GOAL: Write each line out again exactly as written.

SUPPLIED ENTRIES:

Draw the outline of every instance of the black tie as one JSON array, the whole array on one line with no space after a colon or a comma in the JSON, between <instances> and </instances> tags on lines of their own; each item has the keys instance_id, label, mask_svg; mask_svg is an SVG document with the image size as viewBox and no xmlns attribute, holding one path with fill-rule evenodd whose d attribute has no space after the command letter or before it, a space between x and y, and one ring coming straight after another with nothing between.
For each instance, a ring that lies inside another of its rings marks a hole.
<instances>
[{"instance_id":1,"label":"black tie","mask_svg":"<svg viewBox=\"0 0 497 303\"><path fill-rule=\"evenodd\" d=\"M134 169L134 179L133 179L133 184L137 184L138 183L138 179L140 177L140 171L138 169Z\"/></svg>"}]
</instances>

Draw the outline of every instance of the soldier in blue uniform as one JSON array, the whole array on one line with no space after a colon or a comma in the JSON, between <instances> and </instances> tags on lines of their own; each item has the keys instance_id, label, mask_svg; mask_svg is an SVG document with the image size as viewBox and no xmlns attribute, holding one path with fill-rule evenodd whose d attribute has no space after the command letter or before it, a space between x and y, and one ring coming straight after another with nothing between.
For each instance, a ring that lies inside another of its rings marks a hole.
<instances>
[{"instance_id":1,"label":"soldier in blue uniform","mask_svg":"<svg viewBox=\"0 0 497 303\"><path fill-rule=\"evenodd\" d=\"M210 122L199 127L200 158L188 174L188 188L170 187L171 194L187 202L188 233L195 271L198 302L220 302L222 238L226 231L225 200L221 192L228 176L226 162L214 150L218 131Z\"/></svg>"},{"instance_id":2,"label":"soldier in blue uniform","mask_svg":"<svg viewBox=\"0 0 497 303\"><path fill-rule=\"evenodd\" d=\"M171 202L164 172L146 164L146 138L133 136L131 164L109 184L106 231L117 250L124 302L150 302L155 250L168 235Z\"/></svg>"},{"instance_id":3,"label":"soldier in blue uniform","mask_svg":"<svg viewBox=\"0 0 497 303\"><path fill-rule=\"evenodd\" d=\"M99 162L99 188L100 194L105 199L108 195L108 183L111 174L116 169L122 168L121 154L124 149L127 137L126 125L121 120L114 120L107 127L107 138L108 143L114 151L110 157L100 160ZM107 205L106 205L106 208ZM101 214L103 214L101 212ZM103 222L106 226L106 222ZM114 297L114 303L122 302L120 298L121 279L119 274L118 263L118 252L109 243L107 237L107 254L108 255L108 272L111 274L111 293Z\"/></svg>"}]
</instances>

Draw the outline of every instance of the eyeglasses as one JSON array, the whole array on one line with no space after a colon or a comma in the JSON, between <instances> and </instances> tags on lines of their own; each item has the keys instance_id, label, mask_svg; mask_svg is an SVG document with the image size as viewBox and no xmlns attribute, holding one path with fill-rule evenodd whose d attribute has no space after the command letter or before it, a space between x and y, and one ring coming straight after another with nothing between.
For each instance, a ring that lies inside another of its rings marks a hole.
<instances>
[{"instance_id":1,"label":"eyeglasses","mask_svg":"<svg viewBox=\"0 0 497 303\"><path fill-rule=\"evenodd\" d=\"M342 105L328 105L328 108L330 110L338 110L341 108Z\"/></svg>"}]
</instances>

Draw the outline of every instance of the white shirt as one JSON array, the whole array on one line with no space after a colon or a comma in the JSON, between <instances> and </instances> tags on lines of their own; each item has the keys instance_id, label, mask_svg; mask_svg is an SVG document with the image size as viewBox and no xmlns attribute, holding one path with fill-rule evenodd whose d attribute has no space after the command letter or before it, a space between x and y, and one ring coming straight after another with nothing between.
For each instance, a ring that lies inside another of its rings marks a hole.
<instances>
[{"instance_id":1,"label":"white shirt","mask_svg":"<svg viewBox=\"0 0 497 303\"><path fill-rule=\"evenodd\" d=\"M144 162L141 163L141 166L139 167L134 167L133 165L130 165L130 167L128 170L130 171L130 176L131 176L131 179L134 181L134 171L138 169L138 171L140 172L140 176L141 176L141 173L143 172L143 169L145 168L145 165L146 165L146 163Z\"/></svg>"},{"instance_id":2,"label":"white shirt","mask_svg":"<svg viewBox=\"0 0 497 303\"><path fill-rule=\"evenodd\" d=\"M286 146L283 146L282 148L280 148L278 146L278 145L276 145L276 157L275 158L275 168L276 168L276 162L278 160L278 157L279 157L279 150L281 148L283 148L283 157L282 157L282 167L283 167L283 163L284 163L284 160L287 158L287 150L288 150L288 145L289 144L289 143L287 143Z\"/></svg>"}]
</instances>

RESPONSE TO THIS TASK:
Draw the outline of every instance of the black tie as one JSON array, the whole array on one line with no space after a colon or a comma in the JSON, between <instances> and </instances> tags on lines of their own; each item has the keys instance_id, label, mask_svg; mask_svg is an SVG document with the image size as viewBox and no xmlns attribute, holding one path with fill-rule evenodd whose d attribute has no space after the command letter or before it, a space between x and y, and one ring coming straight after another with nothing between.
For each instance, a ring that lies inside another of its rings marks a hole.
<instances>
[{"instance_id":1,"label":"black tie","mask_svg":"<svg viewBox=\"0 0 497 303\"><path fill-rule=\"evenodd\" d=\"M134 169L134 179L133 179L133 184L137 184L138 183L138 179L140 177L140 171L138 169Z\"/></svg>"}]
</instances>

Draw the outline of every instance of the soldier in blue uniform as one JSON array, the whole array on one line with no space after a colon or a comma in the JSON, between <instances> and </instances> tags on lines of their own; each item has the keys instance_id, label, mask_svg; mask_svg is an SVG document with the image size as viewBox and no xmlns attribute, holding one path with fill-rule evenodd whose d attribute has no space after the command letter or before it, a space between x and y, and one ring coming straight after another with nothing between.
For each instance, a ring that lies inside another of its rings marks a hole.
<instances>
[{"instance_id":1,"label":"soldier in blue uniform","mask_svg":"<svg viewBox=\"0 0 497 303\"><path fill-rule=\"evenodd\" d=\"M210 122L199 127L200 158L188 174L188 188L170 187L171 194L187 202L188 233L195 271L198 302L220 302L222 238L226 231L225 200L221 192L228 176L226 162L214 150L218 131Z\"/></svg>"},{"instance_id":2,"label":"soldier in blue uniform","mask_svg":"<svg viewBox=\"0 0 497 303\"><path fill-rule=\"evenodd\" d=\"M171 202L164 172L146 164L146 138L133 136L131 164L109 184L106 231L117 250L124 302L150 302L155 250L168 235Z\"/></svg>"},{"instance_id":3,"label":"soldier in blue uniform","mask_svg":"<svg viewBox=\"0 0 497 303\"><path fill-rule=\"evenodd\" d=\"M99 162L99 188L100 194L105 199L108 195L108 183L111 174L116 169L122 168L121 154L124 149L127 137L126 125L121 120L114 120L107 127L107 138L108 143L114 151L110 157L100 160ZM107 205L106 205L106 208ZM101 214L103 214L101 212ZM103 222L106 226L106 222ZM114 297L114 303L122 302L120 298L121 279L119 274L118 263L118 252L109 243L107 237L107 254L108 255L108 272L111 274L111 293Z\"/></svg>"}]
</instances>

Draw the outline of every instance of the eyeglasses as one JSON array, the whole array on one line with no space after a colon or a comma in the JSON, between <instances> and </instances> tags on lines of their own; each item has the keys instance_id, label, mask_svg; mask_svg is an SVG document with the image size as viewBox and no xmlns attribute, holding one path with fill-rule evenodd whose d attribute has no space after the command letter or before it, a space between x and y, and one ring coming straight after another with nothing between.
For each instance, a ring that lies inside another of its rings marks a hole.
<instances>
[{"instance_id":1,"label":"eyeglasses","mask_svg":"<svg viewBox=\"0 0 497 303\"><path fill-rule=\"evenodd\" d=\"M342 105L328 105L328 108L330 110L338 110L341 108Z\"/></svg>"}]
</instances>

Draw the outline of every instance of the white shirt as one JSON array, the whole array on one line with no space after a colon or a comma in the JSON, between <instances> and </instances> tags on lines of their own; each item has the keys instance_id, label, mask_svg; mask_svg is an SVG document with the image size as viewBox and no xmlns attribute, holding one path with fill-rule evenodd whose d attribute has no space after the command letter or before it, a space between x and y, and one ring coming straight after another with nothing between.
For each instance, a ring that lies inside another of its rings marks a hole.
<instances>
[{"instance_id":1,"label":"white shirt","mask_svg":"<svg viewBox=\"0 0 497 303\"><path fill-rule=\"evenodd\" d=\"M144 162L141 163L141 166L139 167L134 167L133 165L130 165L130 167L128 170L130 171L130 176L131 176L131 179L134 181L134 171L138 169L138 171L140 172L140 176L141 176L141 173L143 172L143 169L145 168L145 165L146 165L146 163Z\"/></svg>"},{"instance_id":2,"label":"white shirt","mask_svg":"<svg viewBox=\"0 0 497 303\"><path fill-rule=\"evenodd\" d=\"M286 146L283 146L282 148L280 148L278 146L278 145L276 145L276 157L275 158L275 168L276 168L276 162L278 160L278 157L279 157L279 150L281 148L283 148L283 157L282 157L282 167L283 167L283 163L284 163L284 160L287 158L287 150L288 150L288 145L289 144L289 143L287 143Z\"/></svg>"}]
</instances>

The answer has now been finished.